14 minuti per la lettura
POTENZA – Capitan America è esistito. Davvero, è esistito. Ed era lucano. O meglio oriundo. Non si chiamava Steve Rogers ma Vito Rocco Bertoldo.
Prova a sentire la storia e poi di’ se non ci rivedi il supereroe della Marvel: giovane americano, durante la Seconda Guerra Mondiale, vuole partire per combattere i nazisti. Alla visita per l’arruolamento viene scartato. Ma tanto fa che riesce a trovarsi in prima linea. E lì, da solo, respinge un’intera compagnia di soldati tedeschi, resistendo per due giorni di fila contro i nemici armati di mortai e anche contro i panzer.
Impressionante, no? Certo, questa è la vicenda per grandi linee. Se t’interessa, se vuoi conoscere più nel detaglio la storia di questa incredibile figura dal sangue lucano, continua a leggere ciò che è stato possibile mettere insieme da decine di documenti sparsi ovunque.
La tomba del soldato
Sezione C, sito 52-A. Vicino al pennone della bandiera e alla cappella, nel punto focale del viale che corre lungo il Golden Gate National Cemetery a San Bruno, in California. Lì, nel cimitero dei veterani di guerra, trovi la tomba di Vito Rocco Bertoldo. Nulla di che, una sottile lapide bianca con poche scritte incise in nero. Scarse le informazioni: nato il primo dicembre del 1916, morto il 23 luglio 1966. Il grado con cui si è congedato dalla Seconda Guerra Mondiale, master sergeant, sergente maggiore. E quell’altra scritta, Medal of Honor.

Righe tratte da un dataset
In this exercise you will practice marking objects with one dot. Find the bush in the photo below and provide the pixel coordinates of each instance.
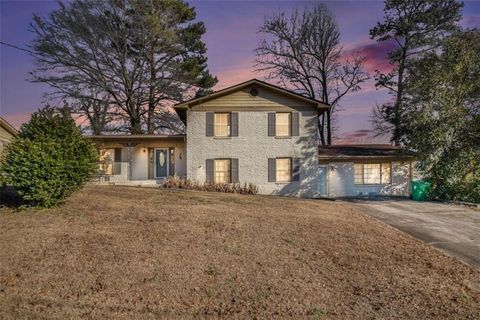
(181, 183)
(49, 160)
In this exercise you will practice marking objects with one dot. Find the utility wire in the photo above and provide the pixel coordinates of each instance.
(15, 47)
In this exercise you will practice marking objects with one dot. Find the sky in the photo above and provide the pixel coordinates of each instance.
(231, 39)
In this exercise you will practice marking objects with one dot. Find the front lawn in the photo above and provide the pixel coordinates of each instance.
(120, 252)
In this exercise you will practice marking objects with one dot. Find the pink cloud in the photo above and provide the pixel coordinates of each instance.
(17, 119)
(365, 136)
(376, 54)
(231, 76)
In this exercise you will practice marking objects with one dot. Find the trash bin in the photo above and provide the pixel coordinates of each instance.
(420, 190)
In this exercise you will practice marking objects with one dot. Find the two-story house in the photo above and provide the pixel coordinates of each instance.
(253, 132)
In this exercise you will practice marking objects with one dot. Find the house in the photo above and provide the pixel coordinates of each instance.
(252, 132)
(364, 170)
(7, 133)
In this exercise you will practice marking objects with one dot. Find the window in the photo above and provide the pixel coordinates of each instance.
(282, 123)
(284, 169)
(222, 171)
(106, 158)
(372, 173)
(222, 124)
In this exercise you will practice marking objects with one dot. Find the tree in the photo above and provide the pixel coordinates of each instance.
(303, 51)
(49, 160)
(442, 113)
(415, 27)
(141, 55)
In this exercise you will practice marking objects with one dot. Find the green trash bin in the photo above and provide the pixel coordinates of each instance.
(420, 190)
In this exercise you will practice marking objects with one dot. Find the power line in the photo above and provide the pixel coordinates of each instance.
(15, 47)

Compiti da svolgere =>
(a) Rispondi a queste domande sul brano su Vito Rocco Bertoldo:
(i) In quale occasione il giovane americano viene scartato?
(ii) Per quanto tempo resiste contro i nemici?
(iii) In quale cimitero si trova la sua tomba?
(b) Riscrivi il passo del brano su Vito Rocco Bertoldo che comincia con le parole "La tomba del" e si chiude dopo "Medal of Honor.". Sostituisci "lapide" con "stele".
(c) Come prosegue il brano su Vito Rocco Bertoldo? Continualo a partire dalla sua ultima frase.
Le righe non hanno alcun legame con il brano.

Risposte finali =>
(a)
(i) Alla visita per l'arruolamento.
(ii) Per due giorni di fila.
(iii) Nel Golden Gate National Cemetery a San Bruno, in California.

(b)
La tomba del soldato
Sezione C, sito 52-A. Vicino al pennone della bandiera e alla cappella, nel punto focale del viale che corre lungo il Golden Gate National Cemetery a San Bruno, in California. Lì, nel cimitero dei veterani di guerra, trovi la tomba di Vito Rocco Bertoldo. Nulla di che, una sottile stele bianca con poche scritte incise in nero. Scarse le informazioni: nato il primo dicembre del 1916, morto il 23 luglio 1966. Il grado con cui si è congedato dalla Seconda Guerra Mondiale, master sergeant, sergente maggiore. E quell’altra scritta, Medal of Honor.

(c)
Medaglia d’Onore, la più alta onoreficenza militare americana. Quasi tutti l’hanno ricevuta alla memoria. Lui è fra i pochi a essere uscito indenne dall’impresa che ha impressionato tutta la catena di comando militare, su su, fino al Presidente in persona che gliel’ha appuntata al petto.
«Siamo così orgogliosi di vivere in Bertoldo Road, la strada che ti è stata dedicata. Abitiamo in quello che è il tuo alloggio militare nell’esercito. Grazie per i tuoi sacrifici da chi ha servito per la Marina Militare e da mio marito. Ti teniamo nei nostri pensieri e nelle nostre preghiere, Vito»: questo di Victoria e Jeff da Park Forest, nell’Illinois, è uno dei tanti, tantissimi messaggi dedicati a Bertoldo e che puoi leggere sul registro delle visite di Find a Grave, un portale internet che ti connette a tutte le inumazioni in terra d’America.
Le origini del soldato
Hai presente l’impressione che fanno film come “Die Hard” o come i vari Rambo? Vedi una persona che, da sola, mette in scacco un esercito di terroristi o di guerriglieri e, pur godendo dello spettacolo, non puoi fare a meno di pensare: «Boom! Ma dai! Nessuno potrebbe davvero fare quelle cose».
Bene. Quello che ha fatto Vito Rocco Bertoldo, dietro lo sguardo da miope, nel suo fisico poco atletico, va oltre. Eppure è tutto vero. E’ tutta storia.
Rocco Bertoldo – il padre – nasce a Tricarico il 24 settembre del 1888. Come tanti della sua generazione, s’imbarca per gli Stati Uniti. Non è facile capire quando e come. Dai registri consultabili delle migrazioni risulta un Rocco Bertoldo (compatibile con il papà del nostro eroe) che parte nel 1906, dal porto di Napoli. La nave si chiama “Germania”, costruita da Chantiers et Ateliers de Provence a Port de Bouc, Francia, tre anni prima. Dei 1.454 passeggeri che i motori Steam Triple Expansion trasportano a 15 nodi l’ora dal Mediterraneo a New York, solo 54 viaggiano in prima classe. Gli altri 1.400 in terza. Per la cronaca la nave, ribattezzata Britannia nel 1914, sarà demolita in Francia nel 1927. Bertoldo è il passeggero numero 104097120176. Arriva a Ellis Island l’11 aprile.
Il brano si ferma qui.